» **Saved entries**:
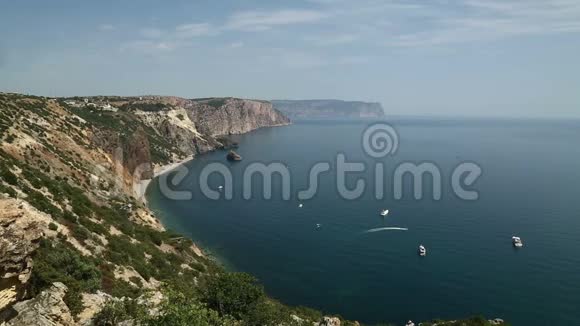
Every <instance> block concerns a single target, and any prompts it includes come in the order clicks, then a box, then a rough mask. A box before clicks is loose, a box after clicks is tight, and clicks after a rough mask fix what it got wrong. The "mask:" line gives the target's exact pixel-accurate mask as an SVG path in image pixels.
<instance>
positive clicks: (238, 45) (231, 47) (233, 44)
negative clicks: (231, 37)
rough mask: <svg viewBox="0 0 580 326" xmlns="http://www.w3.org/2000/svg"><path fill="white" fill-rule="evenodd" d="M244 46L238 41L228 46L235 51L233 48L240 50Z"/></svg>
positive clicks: (242, 43)
mask: <svg viewBox="0 0 580 326" xmlns="http://www.w3.org/2000/svg"><path fill="white" fill-rule="evenodd" d="M243 46H244V42H241V41H238V42H233V43H231V44H230V48H232V49H235V48H241V47H243Z"/></svg>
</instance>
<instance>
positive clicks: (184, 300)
mask: <svg viewBox="0 0 580 326" xmlns="http://www.w3.org/2000/svg"><path fill="white" fill-rule="evenodd" d="M165 298H166V299H165V300H164V301H163V303H162V304H161V309H160V314H159V315H158V316H155V317H150V318H148V319H146V320H143V324H144V325H150V326H158V325H159V326H165V325H174V326H190V325H196V326H215V325H220V326H222V325H223V326H230V325H236V322H235V321H234V320H233V319H231V318H230V317H228V316H222V317H220V315H219V314H218V313H217V312H216V311H214V310H212V309H208V307H206V306H205V305H203V304H202V303H200V302H199V301H197V300H195V299H192V298H188V297H186V296H185V295H183V293H181V292H178V291H175V290H167V291H165Z"/></svg>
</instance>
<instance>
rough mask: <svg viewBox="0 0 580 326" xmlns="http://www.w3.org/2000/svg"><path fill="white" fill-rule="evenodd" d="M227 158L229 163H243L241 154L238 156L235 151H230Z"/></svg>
mask: <svg viewBox="0 0 580 326" xmlns="http://www.w3.org/2000/svg"><path fill="white" fill-rule="evenodd" d="M226 158H227V159H228V161H241V160H242V157H241V156H240V154H238V153H236V152H234V151H229V152H228V155H227V156H226Z"/></svg>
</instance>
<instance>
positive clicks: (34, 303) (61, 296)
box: [7, 283, 75, 326]
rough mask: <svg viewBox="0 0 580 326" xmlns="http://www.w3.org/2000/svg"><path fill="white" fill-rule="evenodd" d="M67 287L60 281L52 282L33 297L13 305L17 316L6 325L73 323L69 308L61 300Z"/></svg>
mask: <svg viewBox="0 0 580 326" xmlns="http://www.w3.org/2000/svg"><path fill="white" fill-rule="evenodd" d="M67 290H68V289H67V287H66V286H65V285H64V284H62V283H54V284H53V285H52V287H50V288H49V289H47V290H45V291H42V292H41V293H40V294H39V295H38V296H36V297H35V298H34V299H31V300H28V301H22V302H19V303H17V304H15V305H14V307H13V309H14V310H15V311H16V313H17V316H16V317H14V318H13V319H11V320H10V321H9V322H8V323H7V325H10V326H21V325H37V326H54V325H62V326H68V325H75V322H74V320H73V318H72V316H71V313H70V310H69V309H68V307H67V306H66V304H65V303H64V301H63V298H64V296H65V294H66V292H67Z"/></svg>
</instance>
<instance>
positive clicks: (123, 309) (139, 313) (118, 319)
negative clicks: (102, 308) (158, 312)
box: [93, 300, 146, 326]
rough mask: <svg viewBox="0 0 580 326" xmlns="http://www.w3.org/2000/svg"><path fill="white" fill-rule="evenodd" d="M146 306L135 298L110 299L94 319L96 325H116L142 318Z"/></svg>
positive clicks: (110, 325)
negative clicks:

» **YOUR GOAL**:
Render every row above as a numbered list, skipping blank lines and leaving out the picture.

» **REPLY TO THE TASK**:
1. Every <instance> block concerns a single target, and any prompts it includes come in the order clicks, then a box, then a rough mask. A box before clicks is loose, a box after clicks is tight, and clicks after a rough mask fix what it got wrong. The "mask:" line gives the target's exact pixel-accurate mask as an SVG path in image pixels.
2. <instance>
3. positive clicks: (238, 45) (231, 47) (233, 44)
4. negative clicks: (231, 37)
5. rough mask: <svg viewBox="0 0 580 326" xmlns="http://www.w3.org/2000/svg"><path fill="white" fill-rule="evenodd" d="M244 46L238 41L228 46L235 51L233 48L240 50Z"/></svg>
6. positive clicks: (242, 43)
7. mask: <svg viewBox="0 0 580 326" xmlns="http://www.w3.org/2000/svg"><path fill="white" fill-rule="evenodd" d="M243 46H244V42H241V41H238V42H233V43H231V44H230V48H232V49H235V48H241V47H243Z"/></svg>
8. </instance>
9. <instance>
10. positive clicks: (184, 300)
11. mask: <svg viewBox="0 0 580 326" xmlns="http://www.w3.org/2000/svg"><path fill="white" fill-rule="evenodd" d="M165 298H166V299H165V300H164V301H163V303H162V304H161V309H160V314H159V315H158V316H155V317H150V318H148V319H146V320H143V324H144V325H150V326H158V325H159V326H165V325H174V326H190V325H196V326H215V325H220V326H222V325H223V326H230V325H236V322H235V321H234V320H233V319H231V318H230V317H228V316H222V317H220V315H219V314H218V313H217V312H216V311H214V310H212V309H208V307H206V306H205V305H203V304H202V303H200V302H199V301H197V300H195V299H192V298H188V297H186V296H185V295H183V293H181V292H178V291H175V290H167V291H165Z"/></svg>
12. </instance>
13. <instance>
14. rough mask: <svg viewBox="0 0 580 326" xmlns="http://www.w3.org/2000/svg"><path fill="white" fill-rule="evenodd" d="M227 158L229 163H243L241 154L238 156L235 151H230Z"/></svg>
15. mask: <svg viewBox="0 0 580 326" xmlns="http://www.w3.org/2000/svg"><path fill="white" fill-rule="evenodd" d="M226 158H227V159H228V161H241V160H242V157H241V156H240V154H238V153H236V152H234V151H229V152H228V155H227V156H226Z"/></svg>
16. </instance>
17. <instance>
18. positive clicks: (34, 303) (61, 296)
19. box: [7, 283, 75, 326]
20. rough mask: <svg viewBox="0 0 580 326" xmlns="http://www.w3.org/2000/svg"><path fill="white" fill-rule="evenodd" d="M67 287L60 281L52 282L33 297L13 305L17 316L6 325L73 323L69 308L61 300Z"/></svg>
21. mask: <svg viewBox="0 0 580 326" xmlns="http://www.w3.org/2000/svg"><path fill="white" fill-rule="evenodd" d="M67 290H68V289H67V287H66V286H65V285H64V284H62V283H54V284H53V285H52V287H50V288H49V289H47V290H45V291H42V292H41V293H40V294H39V295H38V296H36V297H35V298H34V299H31V300H28V301H22V302H19V303H17V304H15V305H14V307H13V309H14V310H15V311H16V313H17V316H16V317H14V318H13V319H11V320H10V321H9V322H8V323H7V325H10V326H21V325H37V326H54V325H62V326H68V325H75V322H74V320H73V318H72V316H71V313H70V310H69V309H68V307H67V306H66V304H65V303H64V301H63V298H64V296H65V294H66V292H67Z"/></svg>
22. </instance>
23. <instance>
24. positive clicks: (123, 309) (139, 313) (118, 319)
25. negative clicks: (102, 308) (158, 312)
26. box: [93, 300, 146, 326]
27. rough mask: <svg viewBox="0 0 580 326" xmlns="http://www.w3.org/2000/svg"><path fill="white" fill-rule="evenodd" d="M146 306L135 298L110 299L94 319L96 325H116L142 318Z"/></svg>
28. positive clicks: (110, 325)
29. negative clicks:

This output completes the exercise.